** start of DATA SHOWN **
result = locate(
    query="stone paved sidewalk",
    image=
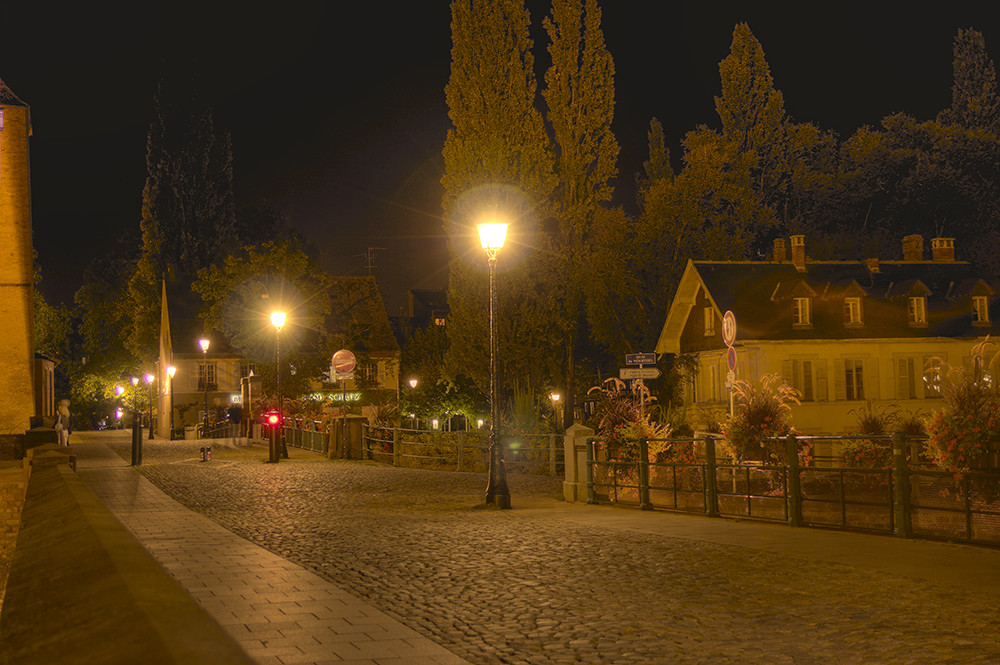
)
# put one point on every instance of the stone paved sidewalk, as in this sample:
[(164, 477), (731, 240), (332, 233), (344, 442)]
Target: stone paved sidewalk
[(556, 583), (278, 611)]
** end of DATA SHOWN **
**PROBLEM:** Please rewrite the listing above, changing "sidewalk" to "walkway" everywhere and leaving everything else as it is. Omit the pictures.

**SOLUTION FOR THIS EXERCISE:**
result = locate(
    query="stone paved walkway",
    image=
)
# put one point on every instance of the stone paved walkway, as in this sample:
[(164, 477), (731, 240), (332, 233), (344, 442)]
Target: stone paved walkway
[(556, 583), (278, 611)]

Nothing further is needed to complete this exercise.